TASK TO COMPLETE -
Please put the lines of the records below into a numbered list, starting at the line containing "Practice. Spot the concrete" and ending at the line containing "Target: patterned accent pillow". Include both of those lines and leave out any blank lines.

-------------------------

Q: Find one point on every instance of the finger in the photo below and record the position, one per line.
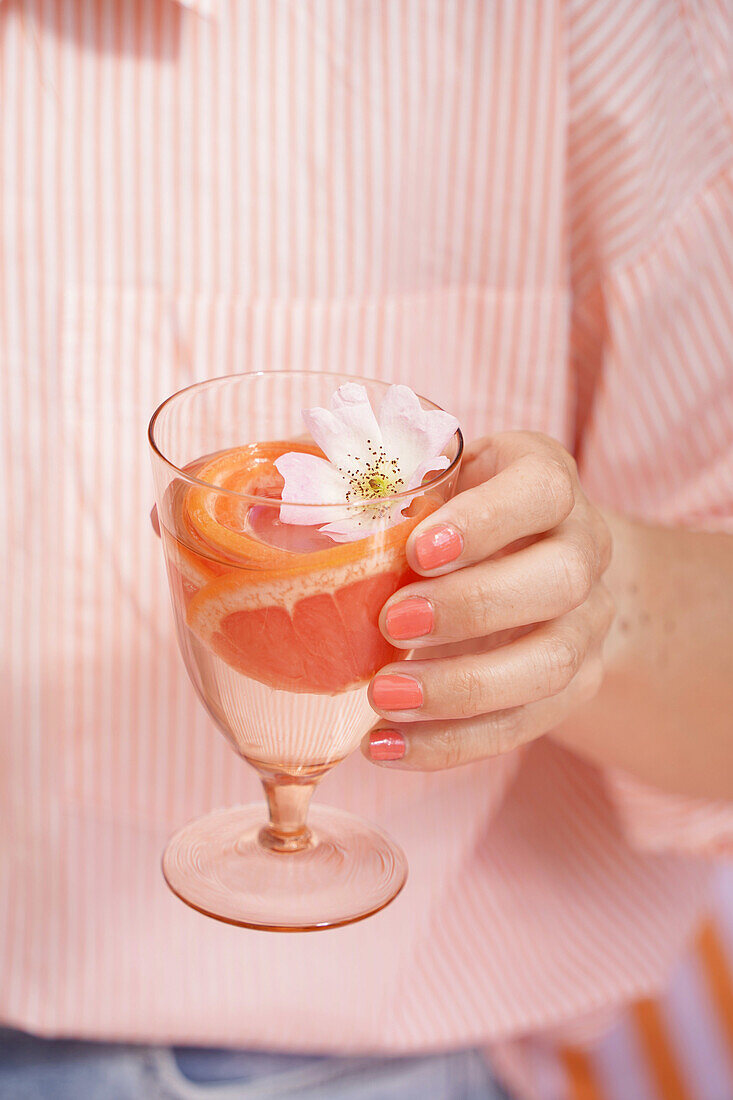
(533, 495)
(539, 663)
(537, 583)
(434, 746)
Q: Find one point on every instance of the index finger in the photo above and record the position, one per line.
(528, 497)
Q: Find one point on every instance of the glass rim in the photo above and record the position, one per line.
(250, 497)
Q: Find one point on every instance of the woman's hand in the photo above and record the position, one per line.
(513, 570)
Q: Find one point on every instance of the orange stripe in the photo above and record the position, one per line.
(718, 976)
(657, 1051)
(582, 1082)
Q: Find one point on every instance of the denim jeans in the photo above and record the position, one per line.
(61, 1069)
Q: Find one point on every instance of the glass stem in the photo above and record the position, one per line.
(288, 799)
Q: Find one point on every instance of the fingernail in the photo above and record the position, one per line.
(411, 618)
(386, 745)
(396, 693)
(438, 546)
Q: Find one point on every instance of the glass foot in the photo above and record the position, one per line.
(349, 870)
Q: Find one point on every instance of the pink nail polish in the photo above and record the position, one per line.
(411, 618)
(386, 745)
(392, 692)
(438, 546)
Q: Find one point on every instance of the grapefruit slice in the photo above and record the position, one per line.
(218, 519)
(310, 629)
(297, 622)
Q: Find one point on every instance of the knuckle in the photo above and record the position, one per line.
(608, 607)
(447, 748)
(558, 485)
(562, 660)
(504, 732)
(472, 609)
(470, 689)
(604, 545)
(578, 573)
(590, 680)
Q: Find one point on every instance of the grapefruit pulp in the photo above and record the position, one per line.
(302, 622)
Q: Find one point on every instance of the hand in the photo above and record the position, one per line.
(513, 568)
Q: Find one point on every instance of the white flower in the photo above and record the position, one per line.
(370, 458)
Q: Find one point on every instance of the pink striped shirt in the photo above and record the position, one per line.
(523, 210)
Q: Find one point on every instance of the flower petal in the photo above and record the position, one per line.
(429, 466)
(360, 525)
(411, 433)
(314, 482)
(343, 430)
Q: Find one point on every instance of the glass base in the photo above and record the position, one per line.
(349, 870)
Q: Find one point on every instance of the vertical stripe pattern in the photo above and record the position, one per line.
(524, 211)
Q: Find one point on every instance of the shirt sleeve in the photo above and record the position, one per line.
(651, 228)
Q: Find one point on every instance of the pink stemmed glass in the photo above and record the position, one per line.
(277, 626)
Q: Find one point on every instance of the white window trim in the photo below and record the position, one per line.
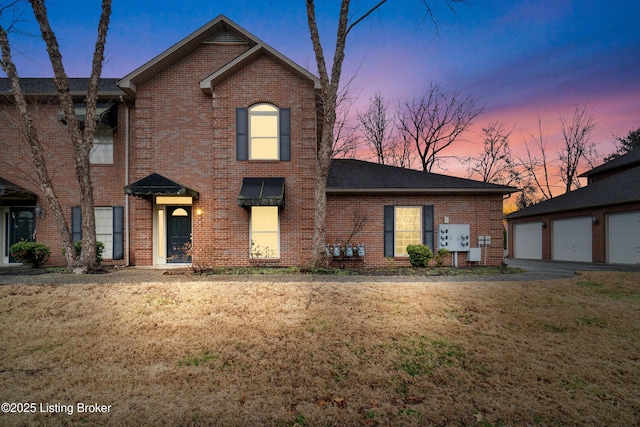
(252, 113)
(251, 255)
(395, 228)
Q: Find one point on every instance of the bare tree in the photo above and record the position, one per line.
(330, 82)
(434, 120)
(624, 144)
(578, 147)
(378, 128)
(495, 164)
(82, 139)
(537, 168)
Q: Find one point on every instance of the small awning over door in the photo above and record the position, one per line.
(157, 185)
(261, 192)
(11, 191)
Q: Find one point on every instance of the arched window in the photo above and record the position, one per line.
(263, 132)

-------------------------

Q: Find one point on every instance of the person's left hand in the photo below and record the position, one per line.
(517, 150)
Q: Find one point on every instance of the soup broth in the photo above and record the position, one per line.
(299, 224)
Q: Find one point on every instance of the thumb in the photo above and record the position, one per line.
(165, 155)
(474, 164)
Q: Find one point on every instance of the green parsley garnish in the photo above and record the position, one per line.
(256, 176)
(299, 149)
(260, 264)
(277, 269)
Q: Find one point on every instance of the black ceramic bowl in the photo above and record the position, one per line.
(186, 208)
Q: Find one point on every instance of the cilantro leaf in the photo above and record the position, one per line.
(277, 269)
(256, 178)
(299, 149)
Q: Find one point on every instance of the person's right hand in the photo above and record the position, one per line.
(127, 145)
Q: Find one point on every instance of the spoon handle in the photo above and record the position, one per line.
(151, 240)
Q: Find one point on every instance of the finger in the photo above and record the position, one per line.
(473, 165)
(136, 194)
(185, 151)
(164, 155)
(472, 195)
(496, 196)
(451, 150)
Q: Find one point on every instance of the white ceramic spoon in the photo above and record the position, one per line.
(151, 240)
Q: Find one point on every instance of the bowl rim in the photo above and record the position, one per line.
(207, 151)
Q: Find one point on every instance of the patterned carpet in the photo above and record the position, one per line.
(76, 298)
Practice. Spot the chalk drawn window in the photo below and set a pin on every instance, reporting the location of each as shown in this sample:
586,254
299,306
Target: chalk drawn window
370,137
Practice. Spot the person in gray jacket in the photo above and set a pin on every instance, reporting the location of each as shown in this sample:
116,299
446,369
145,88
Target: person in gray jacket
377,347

-------------------------

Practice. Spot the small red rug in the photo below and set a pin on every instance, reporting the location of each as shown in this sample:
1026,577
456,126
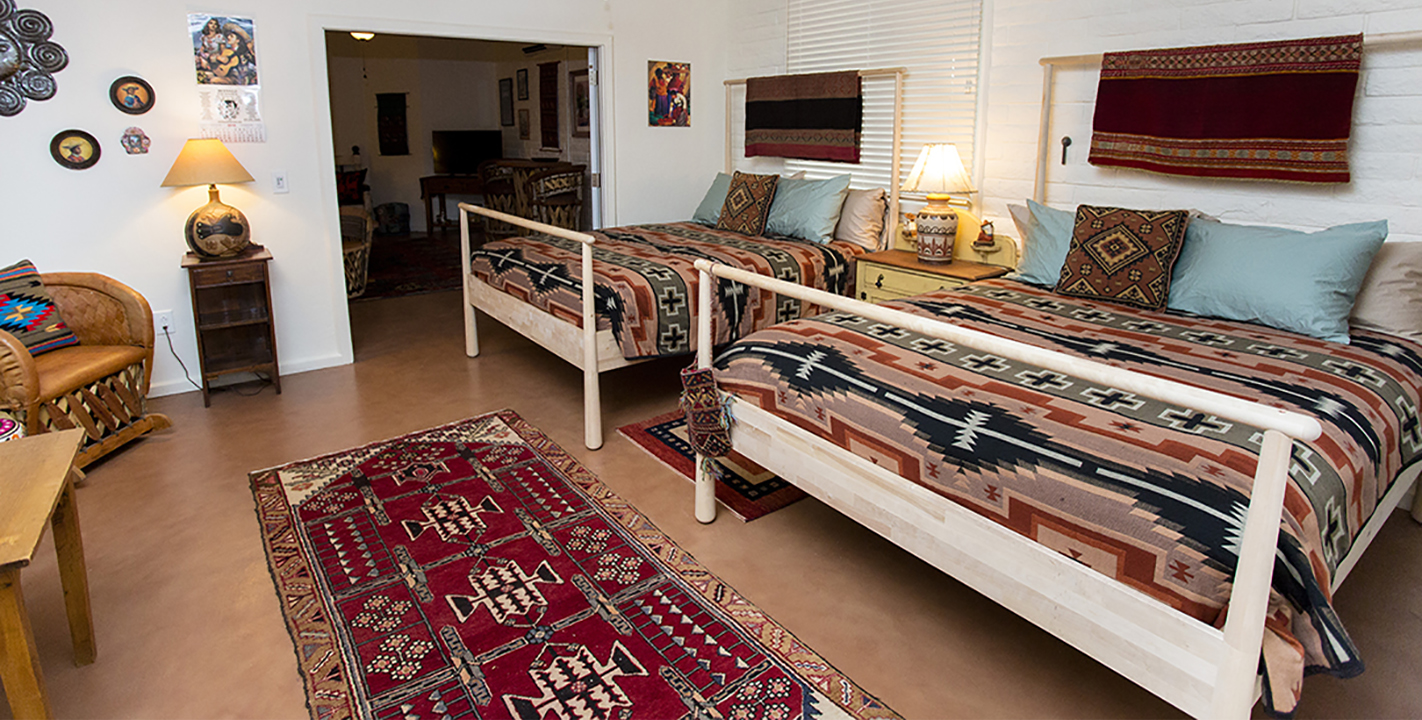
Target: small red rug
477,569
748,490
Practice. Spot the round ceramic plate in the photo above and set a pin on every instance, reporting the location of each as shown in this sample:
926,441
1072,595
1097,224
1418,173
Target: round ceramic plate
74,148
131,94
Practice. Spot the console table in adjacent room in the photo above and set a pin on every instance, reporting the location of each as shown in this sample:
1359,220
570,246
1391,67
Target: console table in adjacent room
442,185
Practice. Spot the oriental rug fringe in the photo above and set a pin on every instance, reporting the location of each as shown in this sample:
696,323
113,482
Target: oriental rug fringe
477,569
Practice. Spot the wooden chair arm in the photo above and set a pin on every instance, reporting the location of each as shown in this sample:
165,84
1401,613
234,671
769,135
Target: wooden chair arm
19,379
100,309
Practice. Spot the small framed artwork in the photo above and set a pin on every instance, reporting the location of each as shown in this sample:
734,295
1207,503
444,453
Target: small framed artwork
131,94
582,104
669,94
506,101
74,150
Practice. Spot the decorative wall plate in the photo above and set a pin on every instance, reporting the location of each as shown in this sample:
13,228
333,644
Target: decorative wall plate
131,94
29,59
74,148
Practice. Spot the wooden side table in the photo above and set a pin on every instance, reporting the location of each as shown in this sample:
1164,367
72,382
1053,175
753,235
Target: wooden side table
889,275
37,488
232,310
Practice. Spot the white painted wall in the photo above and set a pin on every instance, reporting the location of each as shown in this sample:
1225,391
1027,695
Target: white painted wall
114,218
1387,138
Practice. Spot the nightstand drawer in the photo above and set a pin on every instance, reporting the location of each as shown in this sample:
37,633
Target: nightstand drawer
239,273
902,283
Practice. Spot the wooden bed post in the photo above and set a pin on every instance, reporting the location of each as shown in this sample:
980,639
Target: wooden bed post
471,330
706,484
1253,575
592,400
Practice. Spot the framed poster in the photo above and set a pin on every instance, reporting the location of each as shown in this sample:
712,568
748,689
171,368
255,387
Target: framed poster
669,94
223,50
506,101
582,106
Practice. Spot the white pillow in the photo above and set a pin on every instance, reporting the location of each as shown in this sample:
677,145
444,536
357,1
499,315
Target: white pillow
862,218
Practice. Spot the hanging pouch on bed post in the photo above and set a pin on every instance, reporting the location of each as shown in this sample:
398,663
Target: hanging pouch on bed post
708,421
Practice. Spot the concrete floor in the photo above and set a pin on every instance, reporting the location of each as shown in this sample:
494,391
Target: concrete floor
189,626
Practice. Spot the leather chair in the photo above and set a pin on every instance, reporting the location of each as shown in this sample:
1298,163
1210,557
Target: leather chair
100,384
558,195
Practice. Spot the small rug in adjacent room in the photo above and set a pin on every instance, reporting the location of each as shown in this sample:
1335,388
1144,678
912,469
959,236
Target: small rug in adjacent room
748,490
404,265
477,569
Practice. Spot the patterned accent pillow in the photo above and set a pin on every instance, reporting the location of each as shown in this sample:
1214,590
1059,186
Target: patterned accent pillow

-------------------------

TASK RESULT -
1. Practice. Spot the concrete floor in the photo above and set a pin on every instance, reporting the location of each as shown in this sample:
2. 494,391
3. Target: concrete floor
4. 189,626
5. Practice. Spot the leather chair in the photo above and set a pin on every instance, reporting the location of each as shown in this sample:
6. 1298,163
7. 1210,557
8. Target: leather chair
9. 100,384
10. 558,195
11. Practice. Spot the small rug in adjacent room in the photo above and set a pin on every instance, reporting the location of each as shown in this sample:
12. 1335,388
13. 1144,678
14. 912,469
15. 959,236
16. Target: small rug in adjacent room
17. 748,490
18. 404,265
19. 477,569
20. Practice. Spot the patterned accent pillow in the photo above and set a pin on every instance, reporting the location of each as shown in this sample:
21. 1214,590
22. 1059,186
23. Target: patterned accent pillow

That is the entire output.